*TASK OBJECTIVE*
Leave every picture out, and retype all the remaining records exactly.

START SUPPLIED ENTRIES

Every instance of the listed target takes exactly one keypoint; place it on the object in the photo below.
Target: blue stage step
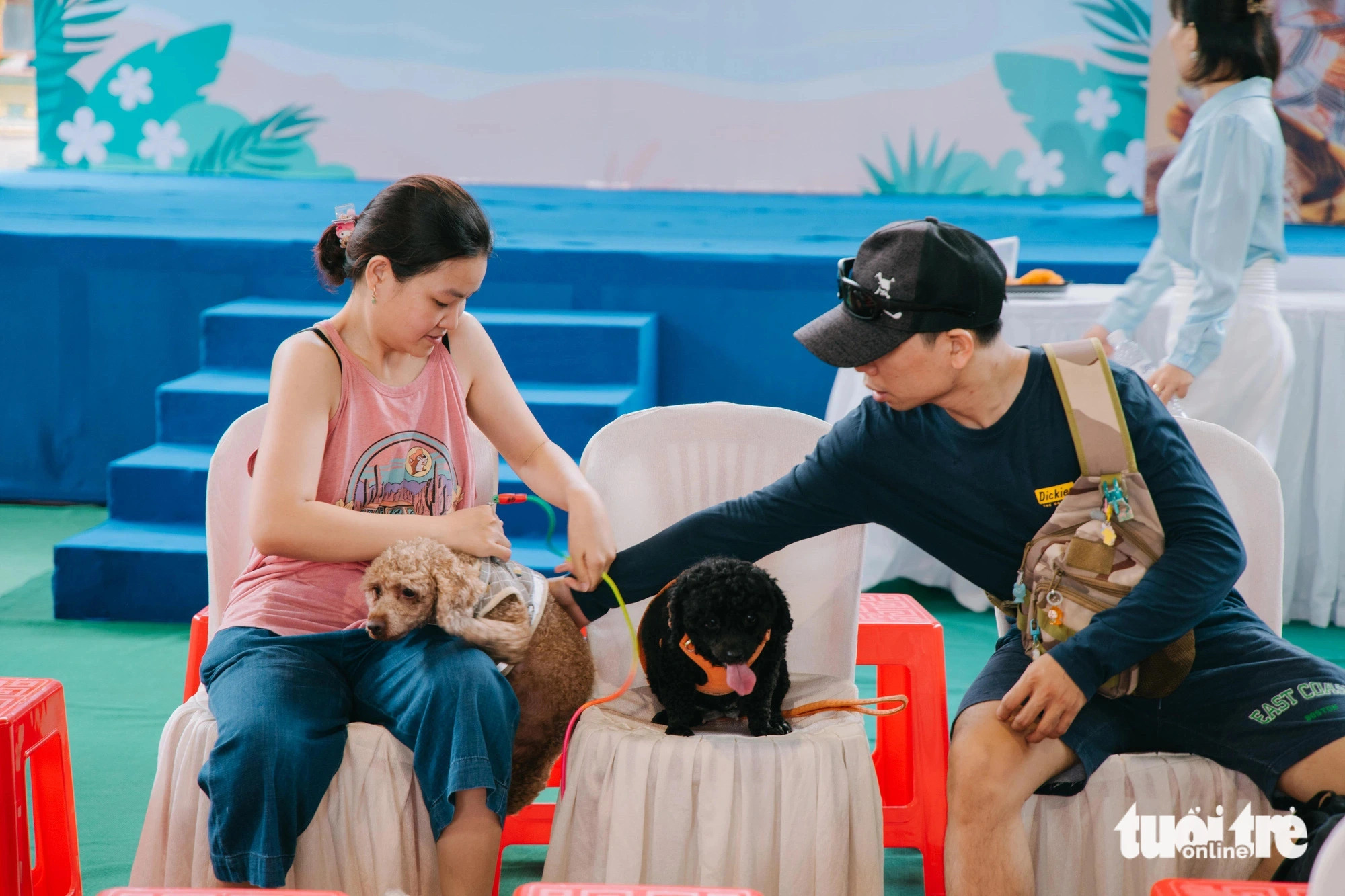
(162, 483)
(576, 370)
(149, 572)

END SUPPLIED ENTRIES

*REPLY*
Every instance of the listed target takes exactly one keypoint; place it on the object in the photo below.
Target: blue stage step
(162, 483)
(576, 370)
(149, 572)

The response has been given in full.